WORK INSTRUCTIONS =>
Each line of the records below that includes "group" adds one to the count; state the final count by itself.

SOURCE DATA =>
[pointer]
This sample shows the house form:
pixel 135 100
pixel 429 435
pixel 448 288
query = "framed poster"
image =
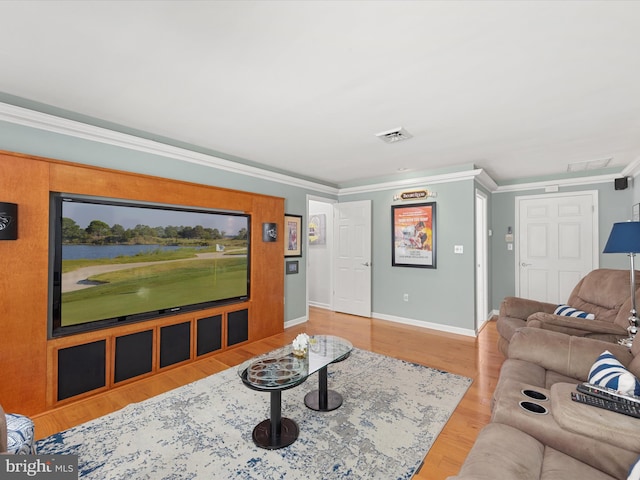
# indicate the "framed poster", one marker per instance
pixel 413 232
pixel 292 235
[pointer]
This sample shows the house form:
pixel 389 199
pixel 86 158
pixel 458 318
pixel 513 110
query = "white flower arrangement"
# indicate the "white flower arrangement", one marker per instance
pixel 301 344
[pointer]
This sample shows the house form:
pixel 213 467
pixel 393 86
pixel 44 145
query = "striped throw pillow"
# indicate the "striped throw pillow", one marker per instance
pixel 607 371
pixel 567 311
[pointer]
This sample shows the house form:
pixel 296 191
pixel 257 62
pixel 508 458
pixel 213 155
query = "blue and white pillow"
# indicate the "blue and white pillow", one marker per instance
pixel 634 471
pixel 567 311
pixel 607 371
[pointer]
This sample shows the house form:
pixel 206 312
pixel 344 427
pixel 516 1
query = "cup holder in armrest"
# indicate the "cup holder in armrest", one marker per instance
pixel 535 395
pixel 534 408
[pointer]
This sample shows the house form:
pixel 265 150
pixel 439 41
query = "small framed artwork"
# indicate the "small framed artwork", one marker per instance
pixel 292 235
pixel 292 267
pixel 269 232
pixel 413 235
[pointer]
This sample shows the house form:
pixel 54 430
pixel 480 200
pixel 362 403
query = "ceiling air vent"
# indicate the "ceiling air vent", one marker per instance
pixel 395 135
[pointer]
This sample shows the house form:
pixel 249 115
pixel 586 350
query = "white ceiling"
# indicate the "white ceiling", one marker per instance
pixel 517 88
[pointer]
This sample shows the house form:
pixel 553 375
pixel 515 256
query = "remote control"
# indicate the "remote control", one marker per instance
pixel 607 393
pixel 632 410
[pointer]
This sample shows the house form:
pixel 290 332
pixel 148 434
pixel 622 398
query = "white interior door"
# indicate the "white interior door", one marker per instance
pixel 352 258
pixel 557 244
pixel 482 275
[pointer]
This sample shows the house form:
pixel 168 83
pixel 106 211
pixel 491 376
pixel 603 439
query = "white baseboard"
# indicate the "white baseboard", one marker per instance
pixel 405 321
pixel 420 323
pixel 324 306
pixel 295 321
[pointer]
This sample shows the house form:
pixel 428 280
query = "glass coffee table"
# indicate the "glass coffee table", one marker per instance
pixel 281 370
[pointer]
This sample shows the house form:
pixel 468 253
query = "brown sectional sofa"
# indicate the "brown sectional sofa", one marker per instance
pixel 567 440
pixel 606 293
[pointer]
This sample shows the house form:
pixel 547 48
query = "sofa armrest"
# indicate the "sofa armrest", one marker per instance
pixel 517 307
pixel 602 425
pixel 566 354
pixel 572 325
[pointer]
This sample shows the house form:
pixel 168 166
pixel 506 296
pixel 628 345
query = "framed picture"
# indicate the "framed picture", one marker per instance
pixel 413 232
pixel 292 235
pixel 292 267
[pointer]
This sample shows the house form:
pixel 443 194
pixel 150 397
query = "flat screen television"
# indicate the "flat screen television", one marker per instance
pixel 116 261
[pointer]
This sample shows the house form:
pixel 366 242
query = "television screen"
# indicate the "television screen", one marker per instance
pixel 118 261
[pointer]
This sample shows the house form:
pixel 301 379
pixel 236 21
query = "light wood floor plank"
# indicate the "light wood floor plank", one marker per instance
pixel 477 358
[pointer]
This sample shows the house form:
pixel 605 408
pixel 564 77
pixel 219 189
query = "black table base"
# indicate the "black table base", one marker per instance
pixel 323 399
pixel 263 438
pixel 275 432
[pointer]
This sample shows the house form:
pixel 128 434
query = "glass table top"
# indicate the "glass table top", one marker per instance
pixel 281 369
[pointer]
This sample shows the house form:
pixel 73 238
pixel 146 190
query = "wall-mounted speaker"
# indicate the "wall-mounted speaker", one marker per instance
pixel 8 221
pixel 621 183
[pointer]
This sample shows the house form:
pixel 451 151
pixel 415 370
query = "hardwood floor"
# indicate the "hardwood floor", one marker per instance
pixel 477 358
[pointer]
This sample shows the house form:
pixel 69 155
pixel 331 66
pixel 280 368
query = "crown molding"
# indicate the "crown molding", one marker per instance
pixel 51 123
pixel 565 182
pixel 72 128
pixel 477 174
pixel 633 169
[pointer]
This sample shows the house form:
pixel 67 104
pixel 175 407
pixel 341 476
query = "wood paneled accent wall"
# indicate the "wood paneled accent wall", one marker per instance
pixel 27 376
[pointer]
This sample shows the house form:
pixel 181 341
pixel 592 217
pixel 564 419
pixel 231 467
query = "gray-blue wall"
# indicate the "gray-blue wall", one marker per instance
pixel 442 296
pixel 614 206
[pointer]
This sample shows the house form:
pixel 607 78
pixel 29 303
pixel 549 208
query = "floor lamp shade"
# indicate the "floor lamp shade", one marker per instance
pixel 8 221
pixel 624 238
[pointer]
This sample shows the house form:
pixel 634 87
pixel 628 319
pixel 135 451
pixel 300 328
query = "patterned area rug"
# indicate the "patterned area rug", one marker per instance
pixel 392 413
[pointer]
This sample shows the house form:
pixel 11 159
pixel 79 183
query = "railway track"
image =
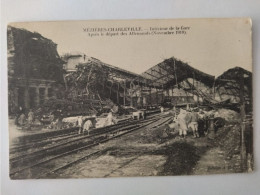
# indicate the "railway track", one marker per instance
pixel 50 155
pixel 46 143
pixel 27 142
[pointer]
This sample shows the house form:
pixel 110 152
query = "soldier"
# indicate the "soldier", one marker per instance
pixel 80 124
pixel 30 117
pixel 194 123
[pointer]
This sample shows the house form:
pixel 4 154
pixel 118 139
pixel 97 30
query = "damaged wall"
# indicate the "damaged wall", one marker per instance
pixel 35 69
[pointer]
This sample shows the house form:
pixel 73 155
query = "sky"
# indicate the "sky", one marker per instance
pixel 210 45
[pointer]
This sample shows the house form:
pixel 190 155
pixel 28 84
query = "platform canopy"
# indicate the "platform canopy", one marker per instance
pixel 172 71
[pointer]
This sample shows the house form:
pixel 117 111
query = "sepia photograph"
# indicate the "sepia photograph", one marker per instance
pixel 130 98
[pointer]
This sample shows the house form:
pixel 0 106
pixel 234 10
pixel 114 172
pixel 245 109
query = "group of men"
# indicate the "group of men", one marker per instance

YOUR RESPONSE =>
2